### [Supplied text]
Mandatory car-pooling and stricter vehicle inspections are among the possibilities mentioned by Sommerville. He said voluntary ride-sharing, mass transit and related programs have not achieved the desired reduction in vehicle traffic.

“There is no doubt we have to look at mandatory criteria for car-pooling,” Sommerville said, but added, “I don’t mean that we will be telling people they will be only able to drive their cars on Tuesdays and Thursdays.”

He said, for example, that employers could be ordered to stagger shifts for employees to thin rush-hour traffic or to use incentives to encourage increased use of car pools. The state, Sommerville said, could also consider toughening emission standards that vehicles must meet to pass the biannual Smog Check program.

In outlining the region’s smog situation for the board, Sommerville said that between 1984 and 1986, San Diego County had California’s fifth-highest average number of smoggy days per year. He said that proves the Environmental Protection Agency was wrong last August when it ranked the county as the second-smoggiest in the nation.

The county also has achieved a 55% reduction in the number of smoggy days since 1978, when there were 90 such days, to 40 days so far this year. To meet federal clean air standard for ozone--a primary element in photochemical smog--the county cannot have more than one smoggy day per year.

### [Required work]
(a) According to the smog article, how many smoggy days did San Diego County have in 1978?
(b) Translate this sentence from the smog article into Spanish: "He said voluntary ride-sharing, mass transit and related programs have not achieved the desired reduction in vehicle traffic."
(c) Turn the paragraph of the smog article beginning "He said, for example, that employers" into a short bulleted list that keeps its main facts.
The listing that comes next is separate material from the smog article.

### [Given records]
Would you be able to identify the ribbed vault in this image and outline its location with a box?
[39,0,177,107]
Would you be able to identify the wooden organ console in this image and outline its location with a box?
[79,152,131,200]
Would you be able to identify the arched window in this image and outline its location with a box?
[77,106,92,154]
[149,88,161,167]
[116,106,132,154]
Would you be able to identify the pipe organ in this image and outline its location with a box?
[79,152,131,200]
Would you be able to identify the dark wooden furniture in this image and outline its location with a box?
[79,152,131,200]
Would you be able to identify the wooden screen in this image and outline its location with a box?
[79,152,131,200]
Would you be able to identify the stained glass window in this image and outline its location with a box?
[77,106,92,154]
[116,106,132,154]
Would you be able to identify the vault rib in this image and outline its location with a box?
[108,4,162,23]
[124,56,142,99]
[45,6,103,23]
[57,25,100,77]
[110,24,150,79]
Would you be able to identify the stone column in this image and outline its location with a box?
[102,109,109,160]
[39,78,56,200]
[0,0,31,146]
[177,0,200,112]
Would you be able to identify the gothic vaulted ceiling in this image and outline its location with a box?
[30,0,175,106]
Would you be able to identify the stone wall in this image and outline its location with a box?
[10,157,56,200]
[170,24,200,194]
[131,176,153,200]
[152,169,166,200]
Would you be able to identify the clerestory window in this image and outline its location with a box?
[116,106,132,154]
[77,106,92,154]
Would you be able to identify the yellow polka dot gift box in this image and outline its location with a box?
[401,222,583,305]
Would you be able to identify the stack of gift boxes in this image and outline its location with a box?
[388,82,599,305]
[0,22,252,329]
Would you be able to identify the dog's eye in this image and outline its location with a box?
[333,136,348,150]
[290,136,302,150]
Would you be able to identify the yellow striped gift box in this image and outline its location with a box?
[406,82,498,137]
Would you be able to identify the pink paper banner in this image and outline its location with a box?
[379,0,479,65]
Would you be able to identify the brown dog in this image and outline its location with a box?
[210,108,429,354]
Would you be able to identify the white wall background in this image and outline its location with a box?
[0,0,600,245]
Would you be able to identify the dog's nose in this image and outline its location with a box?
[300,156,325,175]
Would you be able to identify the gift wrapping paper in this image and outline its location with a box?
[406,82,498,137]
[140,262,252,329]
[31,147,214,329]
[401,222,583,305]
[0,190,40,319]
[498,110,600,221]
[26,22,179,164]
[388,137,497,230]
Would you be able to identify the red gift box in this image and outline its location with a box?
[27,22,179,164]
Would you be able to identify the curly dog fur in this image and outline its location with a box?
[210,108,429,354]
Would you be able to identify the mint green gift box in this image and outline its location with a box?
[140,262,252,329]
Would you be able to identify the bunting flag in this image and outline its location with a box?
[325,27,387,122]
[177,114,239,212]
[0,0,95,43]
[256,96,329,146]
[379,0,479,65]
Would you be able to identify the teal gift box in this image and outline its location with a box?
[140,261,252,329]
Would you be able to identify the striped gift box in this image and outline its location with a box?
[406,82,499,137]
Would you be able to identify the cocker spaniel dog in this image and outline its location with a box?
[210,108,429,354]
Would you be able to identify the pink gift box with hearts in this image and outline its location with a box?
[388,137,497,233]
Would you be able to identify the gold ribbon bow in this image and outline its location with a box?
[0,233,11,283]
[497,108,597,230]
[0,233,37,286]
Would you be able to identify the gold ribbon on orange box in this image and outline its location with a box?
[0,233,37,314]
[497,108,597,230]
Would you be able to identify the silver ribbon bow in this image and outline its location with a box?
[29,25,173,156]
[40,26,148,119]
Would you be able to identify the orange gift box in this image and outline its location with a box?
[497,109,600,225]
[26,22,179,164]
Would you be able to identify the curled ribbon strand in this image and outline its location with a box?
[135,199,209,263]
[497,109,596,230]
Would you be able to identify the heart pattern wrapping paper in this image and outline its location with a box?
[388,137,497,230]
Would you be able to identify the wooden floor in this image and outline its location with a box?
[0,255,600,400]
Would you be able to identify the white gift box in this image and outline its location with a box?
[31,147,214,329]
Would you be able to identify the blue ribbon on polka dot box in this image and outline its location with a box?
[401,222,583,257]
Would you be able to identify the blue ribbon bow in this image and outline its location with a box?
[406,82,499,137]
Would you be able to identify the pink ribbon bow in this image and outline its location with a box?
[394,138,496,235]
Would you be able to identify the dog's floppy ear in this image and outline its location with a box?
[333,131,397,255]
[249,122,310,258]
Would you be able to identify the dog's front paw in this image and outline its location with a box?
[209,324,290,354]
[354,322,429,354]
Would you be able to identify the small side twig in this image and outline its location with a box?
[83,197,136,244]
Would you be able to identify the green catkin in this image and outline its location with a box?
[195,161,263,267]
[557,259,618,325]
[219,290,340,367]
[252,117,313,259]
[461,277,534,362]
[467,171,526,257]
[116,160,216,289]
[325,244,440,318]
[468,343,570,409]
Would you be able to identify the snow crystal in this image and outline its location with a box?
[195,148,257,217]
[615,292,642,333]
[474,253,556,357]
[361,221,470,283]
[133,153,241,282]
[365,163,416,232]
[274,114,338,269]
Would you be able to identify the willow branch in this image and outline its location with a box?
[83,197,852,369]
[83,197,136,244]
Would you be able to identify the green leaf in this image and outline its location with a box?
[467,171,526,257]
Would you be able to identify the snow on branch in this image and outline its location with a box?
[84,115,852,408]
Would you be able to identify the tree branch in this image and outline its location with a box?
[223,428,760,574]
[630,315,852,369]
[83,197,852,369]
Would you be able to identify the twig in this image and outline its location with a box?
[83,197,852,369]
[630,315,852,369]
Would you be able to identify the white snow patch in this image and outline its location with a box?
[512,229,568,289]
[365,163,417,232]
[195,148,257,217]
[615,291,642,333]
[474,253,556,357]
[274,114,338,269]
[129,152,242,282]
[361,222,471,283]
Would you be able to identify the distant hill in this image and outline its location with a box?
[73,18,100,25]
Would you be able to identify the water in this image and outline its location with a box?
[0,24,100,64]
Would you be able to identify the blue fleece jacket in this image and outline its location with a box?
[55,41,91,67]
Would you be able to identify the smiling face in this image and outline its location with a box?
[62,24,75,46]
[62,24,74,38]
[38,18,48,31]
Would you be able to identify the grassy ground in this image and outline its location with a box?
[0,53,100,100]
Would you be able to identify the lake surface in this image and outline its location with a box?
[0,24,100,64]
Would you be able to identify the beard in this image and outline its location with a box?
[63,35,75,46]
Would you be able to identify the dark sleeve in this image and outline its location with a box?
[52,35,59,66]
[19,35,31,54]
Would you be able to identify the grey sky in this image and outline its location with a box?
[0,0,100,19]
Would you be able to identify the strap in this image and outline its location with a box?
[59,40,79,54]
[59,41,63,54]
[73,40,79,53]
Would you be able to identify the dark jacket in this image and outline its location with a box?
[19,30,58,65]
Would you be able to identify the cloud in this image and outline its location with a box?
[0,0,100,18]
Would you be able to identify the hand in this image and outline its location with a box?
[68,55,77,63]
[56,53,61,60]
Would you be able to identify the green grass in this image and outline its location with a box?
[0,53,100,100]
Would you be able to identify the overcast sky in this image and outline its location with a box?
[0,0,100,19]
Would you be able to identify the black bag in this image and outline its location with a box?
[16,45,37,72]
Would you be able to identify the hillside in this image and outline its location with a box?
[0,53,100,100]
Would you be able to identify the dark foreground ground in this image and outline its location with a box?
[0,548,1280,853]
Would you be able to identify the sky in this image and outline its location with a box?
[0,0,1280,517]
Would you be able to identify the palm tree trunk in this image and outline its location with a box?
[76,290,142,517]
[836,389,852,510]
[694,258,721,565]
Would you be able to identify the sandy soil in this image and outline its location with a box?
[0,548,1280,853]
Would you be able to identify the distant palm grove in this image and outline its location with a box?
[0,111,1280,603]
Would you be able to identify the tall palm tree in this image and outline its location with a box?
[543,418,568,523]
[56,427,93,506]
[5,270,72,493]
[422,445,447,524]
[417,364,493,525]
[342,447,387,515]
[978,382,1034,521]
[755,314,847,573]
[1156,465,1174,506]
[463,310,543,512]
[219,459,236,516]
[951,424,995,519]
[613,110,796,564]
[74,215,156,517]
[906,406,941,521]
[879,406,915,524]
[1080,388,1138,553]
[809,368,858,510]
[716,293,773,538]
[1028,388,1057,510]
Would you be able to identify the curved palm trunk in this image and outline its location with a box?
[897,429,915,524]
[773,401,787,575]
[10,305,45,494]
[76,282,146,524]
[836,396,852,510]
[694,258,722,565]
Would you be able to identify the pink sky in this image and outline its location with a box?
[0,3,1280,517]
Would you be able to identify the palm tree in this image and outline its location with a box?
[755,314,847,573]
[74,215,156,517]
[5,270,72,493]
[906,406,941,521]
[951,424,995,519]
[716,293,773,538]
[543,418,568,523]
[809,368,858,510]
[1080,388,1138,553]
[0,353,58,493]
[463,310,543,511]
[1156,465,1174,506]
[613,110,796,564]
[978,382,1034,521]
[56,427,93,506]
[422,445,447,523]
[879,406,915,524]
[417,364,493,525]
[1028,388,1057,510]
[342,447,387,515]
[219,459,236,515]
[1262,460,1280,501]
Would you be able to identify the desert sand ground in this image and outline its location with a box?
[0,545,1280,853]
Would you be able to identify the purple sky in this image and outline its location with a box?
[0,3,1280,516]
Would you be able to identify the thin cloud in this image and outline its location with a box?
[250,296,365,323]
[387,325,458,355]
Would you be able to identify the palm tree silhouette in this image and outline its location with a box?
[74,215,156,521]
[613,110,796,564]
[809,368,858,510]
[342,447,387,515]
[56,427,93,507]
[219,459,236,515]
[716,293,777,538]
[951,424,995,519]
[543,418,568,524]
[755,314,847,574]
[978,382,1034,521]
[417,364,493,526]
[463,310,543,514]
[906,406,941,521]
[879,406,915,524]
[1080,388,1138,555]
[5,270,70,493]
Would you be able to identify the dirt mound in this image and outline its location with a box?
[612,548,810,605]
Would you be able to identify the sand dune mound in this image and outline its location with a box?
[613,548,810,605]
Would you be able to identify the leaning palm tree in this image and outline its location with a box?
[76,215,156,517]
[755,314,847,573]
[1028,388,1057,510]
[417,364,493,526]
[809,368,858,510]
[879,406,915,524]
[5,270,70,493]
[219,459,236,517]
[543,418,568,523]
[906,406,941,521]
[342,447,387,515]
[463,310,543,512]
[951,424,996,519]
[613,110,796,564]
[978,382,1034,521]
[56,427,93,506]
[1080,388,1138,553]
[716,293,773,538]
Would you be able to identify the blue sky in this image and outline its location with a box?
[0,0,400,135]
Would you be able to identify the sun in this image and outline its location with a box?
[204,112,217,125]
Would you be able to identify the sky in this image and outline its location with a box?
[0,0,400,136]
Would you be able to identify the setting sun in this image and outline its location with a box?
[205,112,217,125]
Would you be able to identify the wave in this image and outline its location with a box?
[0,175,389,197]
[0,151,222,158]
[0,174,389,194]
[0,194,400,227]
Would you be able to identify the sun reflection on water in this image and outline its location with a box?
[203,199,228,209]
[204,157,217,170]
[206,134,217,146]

### [Task answers]
(a) 90

(b) Dijo que el uso compartido voluntario de vehículos, el transporte público y los programas relacionados no han logrado la reducción deseada del tráfico vehicular.

(c)
Measures Sommerville mentioned:
- Employers could be ordered to stagger employee shifts to thin rush-hour traffic.
- Employers could be ordered to use incentives to encourage more car-pooling.
- The state could toughen the emission standards vehicles must meet to pass the biannual Smog Check program.